> Условие задания:
Прочитайте фрагмент текста ниже и ответьте на вопросы:
1. Как Сара Кардвелл предлагает рассматривать фильм и текст?
2. За что Хатчингс и Верницки критикуют её концепцию?
3. В чём они видят ценность её предложения?

> Фрагмент текста:
◆ ◆ ◆
Сара Кардвелл[45] также предлагает расширить фокус отношений «фильм – текст», рассматривая и то и другое как постепенное развитие метатекста – важной истории или мифа, который пересказывается, реинтерпретируется – и значения которого подвержены постоянной трансформации. В этом случае не возникает вопроса о подчинении кино литературе или наоборот: оба оказываются вариантами развития единого бесконечного метатекста. Хатчингс и Верницки справедливо критикуют ограниченность концепции Кардвелл за то, что она заменяет одну иерархию (литературного текста) другой (метатекста), игнорируя при этом основополагающую для многих экранизаций динамику диалога между литературой и фильмом. Ценность же предложения Кардвелл они видят в том, что в рамках ее концепции происходит не просто транспонирование текста в фильм, а более сложный процесс, в ходе которого экранизация пропускает литературный оригинал через второстепенный текст или набор текстов.
◆ ◆ ◆
[Сырые данные]
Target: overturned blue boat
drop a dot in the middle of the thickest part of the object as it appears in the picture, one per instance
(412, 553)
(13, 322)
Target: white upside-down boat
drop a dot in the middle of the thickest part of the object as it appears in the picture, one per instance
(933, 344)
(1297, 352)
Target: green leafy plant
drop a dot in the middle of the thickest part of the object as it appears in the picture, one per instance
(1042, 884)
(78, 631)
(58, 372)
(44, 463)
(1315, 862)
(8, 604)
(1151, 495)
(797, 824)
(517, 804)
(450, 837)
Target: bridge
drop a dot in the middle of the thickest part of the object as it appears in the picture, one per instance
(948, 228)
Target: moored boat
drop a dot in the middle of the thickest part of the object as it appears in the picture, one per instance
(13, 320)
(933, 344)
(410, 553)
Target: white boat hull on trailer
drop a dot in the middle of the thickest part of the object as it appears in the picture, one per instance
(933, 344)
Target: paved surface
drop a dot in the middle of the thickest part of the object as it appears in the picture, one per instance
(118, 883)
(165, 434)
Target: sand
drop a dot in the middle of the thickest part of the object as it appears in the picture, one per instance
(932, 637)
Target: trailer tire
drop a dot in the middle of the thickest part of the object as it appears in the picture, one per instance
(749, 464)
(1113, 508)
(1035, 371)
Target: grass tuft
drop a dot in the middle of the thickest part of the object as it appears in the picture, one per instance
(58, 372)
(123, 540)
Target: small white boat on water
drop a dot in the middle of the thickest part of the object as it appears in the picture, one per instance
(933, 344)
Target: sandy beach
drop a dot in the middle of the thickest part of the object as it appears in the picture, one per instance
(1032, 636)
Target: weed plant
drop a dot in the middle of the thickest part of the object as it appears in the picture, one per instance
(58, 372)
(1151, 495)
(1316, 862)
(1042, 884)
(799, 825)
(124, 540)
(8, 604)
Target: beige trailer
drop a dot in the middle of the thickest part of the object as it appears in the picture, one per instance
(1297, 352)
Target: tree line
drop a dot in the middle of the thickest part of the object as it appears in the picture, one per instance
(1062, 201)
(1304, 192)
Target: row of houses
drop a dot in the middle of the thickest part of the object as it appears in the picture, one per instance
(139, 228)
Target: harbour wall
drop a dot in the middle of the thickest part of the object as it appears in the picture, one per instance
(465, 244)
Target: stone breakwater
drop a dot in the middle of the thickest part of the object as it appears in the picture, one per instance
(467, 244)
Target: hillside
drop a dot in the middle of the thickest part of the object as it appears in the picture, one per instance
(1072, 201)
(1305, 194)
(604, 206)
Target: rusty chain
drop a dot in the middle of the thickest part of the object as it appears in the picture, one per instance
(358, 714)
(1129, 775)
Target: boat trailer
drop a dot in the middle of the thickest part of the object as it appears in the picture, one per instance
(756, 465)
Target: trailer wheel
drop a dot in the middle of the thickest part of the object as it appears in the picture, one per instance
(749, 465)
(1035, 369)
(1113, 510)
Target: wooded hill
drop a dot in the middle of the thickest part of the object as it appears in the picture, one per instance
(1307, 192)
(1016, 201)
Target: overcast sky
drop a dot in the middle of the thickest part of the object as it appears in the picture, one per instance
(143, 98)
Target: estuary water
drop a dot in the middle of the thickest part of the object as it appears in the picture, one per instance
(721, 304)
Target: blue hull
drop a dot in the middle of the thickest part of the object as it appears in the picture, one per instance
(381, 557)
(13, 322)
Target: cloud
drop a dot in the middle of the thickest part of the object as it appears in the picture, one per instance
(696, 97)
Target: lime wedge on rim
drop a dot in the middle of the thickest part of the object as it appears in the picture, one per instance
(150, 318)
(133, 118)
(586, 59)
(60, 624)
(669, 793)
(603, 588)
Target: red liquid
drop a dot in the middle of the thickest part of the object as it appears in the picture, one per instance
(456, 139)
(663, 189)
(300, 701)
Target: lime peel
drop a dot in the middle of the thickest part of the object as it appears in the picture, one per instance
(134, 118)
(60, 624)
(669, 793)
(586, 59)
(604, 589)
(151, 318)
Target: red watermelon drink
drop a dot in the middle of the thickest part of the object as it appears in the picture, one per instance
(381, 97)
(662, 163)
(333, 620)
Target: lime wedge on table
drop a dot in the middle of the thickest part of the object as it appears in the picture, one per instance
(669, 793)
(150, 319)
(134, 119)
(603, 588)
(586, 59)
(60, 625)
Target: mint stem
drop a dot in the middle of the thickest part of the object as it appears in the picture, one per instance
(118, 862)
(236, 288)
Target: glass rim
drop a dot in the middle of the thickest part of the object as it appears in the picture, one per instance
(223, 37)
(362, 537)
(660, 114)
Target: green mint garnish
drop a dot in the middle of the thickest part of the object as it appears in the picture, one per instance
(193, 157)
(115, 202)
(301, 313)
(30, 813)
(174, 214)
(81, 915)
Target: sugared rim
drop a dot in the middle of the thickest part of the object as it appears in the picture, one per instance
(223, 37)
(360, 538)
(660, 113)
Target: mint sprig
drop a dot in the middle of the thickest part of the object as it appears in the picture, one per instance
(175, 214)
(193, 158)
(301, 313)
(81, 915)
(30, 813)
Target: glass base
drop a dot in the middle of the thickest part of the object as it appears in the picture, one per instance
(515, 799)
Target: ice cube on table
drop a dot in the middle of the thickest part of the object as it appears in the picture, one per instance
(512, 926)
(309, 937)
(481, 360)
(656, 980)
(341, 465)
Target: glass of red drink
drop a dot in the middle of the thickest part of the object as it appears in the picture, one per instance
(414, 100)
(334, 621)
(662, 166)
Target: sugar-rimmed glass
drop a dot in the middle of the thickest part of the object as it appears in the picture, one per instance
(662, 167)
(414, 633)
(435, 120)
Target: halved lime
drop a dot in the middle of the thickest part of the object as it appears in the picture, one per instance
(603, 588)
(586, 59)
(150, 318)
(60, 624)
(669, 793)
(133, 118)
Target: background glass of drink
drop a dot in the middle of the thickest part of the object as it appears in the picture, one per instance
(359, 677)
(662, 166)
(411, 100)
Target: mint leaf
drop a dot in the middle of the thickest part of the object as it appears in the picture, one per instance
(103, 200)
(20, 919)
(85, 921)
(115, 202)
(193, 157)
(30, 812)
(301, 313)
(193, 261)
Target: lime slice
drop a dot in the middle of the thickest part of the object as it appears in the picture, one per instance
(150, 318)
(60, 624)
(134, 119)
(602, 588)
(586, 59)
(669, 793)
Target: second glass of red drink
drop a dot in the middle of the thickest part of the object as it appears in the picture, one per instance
◆ ◆ ◆
> Правильный ответ:
1. Как постепенное развитие метатекста, то есть важной истории или мифа, который пересказывается и реинтерпретируется и значения которого постоянно меняются.
2. За то, что она заменяет одну иерархию (литературного текста) другой (метатекста) и не учитывает динамику диалога между литературой и фильмом, важную для многих экранизаций.
3. В том, что текст не просто переносится в фильм: экранизация пропускает литературный оригинал через второстепенный текст или набор текстов.